*What to produce:*
Please count the lines in the data below that contain the word "water" and reply with that number alone.

*Dataset records:*
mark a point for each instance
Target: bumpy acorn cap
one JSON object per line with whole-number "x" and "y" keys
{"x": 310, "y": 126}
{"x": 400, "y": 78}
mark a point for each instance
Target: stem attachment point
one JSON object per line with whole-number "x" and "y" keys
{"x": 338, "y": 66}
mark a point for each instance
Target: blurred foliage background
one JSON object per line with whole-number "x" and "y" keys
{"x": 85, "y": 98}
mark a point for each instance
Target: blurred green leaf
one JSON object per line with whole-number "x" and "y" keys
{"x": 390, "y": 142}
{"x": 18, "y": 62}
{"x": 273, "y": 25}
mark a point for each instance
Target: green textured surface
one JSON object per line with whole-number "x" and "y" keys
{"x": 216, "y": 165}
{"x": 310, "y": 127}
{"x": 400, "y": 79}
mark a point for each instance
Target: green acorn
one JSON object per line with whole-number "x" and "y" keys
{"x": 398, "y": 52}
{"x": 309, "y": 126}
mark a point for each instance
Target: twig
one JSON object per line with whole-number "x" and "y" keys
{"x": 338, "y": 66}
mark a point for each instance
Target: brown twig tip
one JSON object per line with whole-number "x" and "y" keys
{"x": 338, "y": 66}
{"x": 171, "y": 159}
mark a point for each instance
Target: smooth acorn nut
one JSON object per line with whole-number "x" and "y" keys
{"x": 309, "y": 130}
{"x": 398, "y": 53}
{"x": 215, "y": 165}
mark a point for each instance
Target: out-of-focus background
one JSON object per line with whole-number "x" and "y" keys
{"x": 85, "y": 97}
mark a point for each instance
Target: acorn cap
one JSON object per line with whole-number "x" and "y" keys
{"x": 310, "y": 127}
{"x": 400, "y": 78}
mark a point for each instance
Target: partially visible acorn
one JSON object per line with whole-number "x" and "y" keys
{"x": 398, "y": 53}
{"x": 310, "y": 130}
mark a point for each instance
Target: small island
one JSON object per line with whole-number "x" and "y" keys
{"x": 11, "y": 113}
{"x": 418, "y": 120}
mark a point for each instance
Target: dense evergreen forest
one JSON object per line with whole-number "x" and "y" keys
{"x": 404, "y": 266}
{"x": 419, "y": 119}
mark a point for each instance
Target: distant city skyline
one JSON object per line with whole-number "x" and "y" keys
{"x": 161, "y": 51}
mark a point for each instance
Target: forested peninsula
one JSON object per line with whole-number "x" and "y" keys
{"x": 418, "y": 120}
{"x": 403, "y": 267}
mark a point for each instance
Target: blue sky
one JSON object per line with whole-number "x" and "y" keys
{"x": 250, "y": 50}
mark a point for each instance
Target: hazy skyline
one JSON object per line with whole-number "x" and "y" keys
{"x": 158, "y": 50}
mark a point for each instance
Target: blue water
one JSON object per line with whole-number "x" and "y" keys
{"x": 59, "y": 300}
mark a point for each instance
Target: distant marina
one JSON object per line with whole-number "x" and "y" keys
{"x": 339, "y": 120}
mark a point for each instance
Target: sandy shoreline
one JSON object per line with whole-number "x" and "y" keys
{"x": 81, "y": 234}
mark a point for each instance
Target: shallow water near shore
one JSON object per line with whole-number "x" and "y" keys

*Final result:*
2